=== Dataset rows ===

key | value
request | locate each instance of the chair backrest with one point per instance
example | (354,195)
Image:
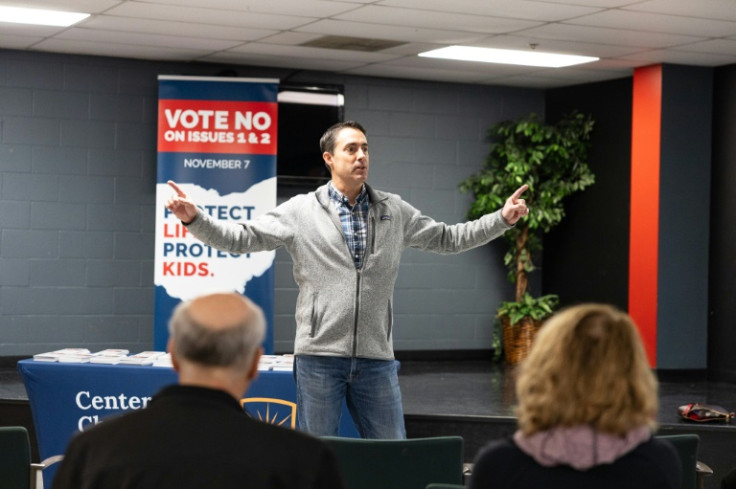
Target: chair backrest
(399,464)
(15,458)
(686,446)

===
=== Dataset rows ===

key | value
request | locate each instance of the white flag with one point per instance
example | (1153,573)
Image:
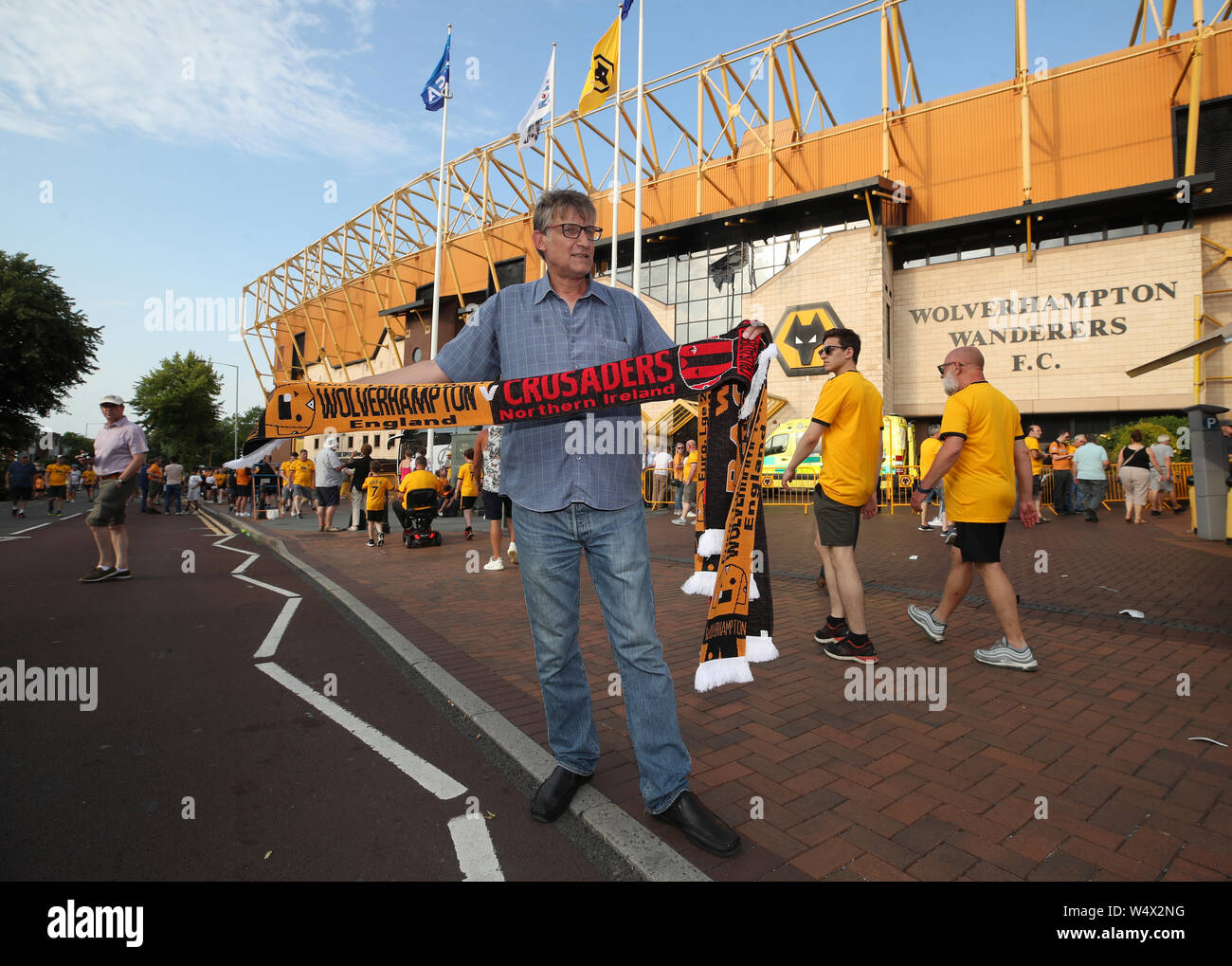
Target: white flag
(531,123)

===
=== Dataset rows ===

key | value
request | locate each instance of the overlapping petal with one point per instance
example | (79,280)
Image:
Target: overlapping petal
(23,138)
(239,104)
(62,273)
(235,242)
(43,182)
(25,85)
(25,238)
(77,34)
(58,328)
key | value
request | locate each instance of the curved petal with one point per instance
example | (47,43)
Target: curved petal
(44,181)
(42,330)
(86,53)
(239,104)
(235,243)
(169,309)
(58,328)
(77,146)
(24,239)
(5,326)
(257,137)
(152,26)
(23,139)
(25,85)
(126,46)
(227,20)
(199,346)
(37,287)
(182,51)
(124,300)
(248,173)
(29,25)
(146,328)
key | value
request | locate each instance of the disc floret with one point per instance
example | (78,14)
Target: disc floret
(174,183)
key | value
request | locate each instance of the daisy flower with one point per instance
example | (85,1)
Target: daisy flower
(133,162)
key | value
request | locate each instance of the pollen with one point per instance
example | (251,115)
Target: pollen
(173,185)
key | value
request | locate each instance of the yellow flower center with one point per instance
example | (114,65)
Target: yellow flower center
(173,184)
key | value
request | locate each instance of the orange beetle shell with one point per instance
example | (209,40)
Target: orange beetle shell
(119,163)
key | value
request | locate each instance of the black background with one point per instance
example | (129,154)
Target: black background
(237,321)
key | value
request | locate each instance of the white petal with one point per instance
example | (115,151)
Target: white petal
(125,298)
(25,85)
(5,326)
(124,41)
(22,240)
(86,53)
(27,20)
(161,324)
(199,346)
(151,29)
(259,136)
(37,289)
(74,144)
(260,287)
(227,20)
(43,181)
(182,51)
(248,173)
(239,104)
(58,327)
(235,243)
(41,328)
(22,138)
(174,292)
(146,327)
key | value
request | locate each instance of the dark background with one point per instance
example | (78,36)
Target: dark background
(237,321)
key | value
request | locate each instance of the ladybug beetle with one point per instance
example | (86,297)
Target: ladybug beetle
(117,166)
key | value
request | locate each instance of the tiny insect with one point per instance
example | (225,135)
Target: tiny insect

===

Task details:
Copy out every line in the records that contains the string "backrest", treating uppercase and lowercase letters as different.

Correct output:
request | locate each instance of the chair backrest with one point per instance
Target: chair backrest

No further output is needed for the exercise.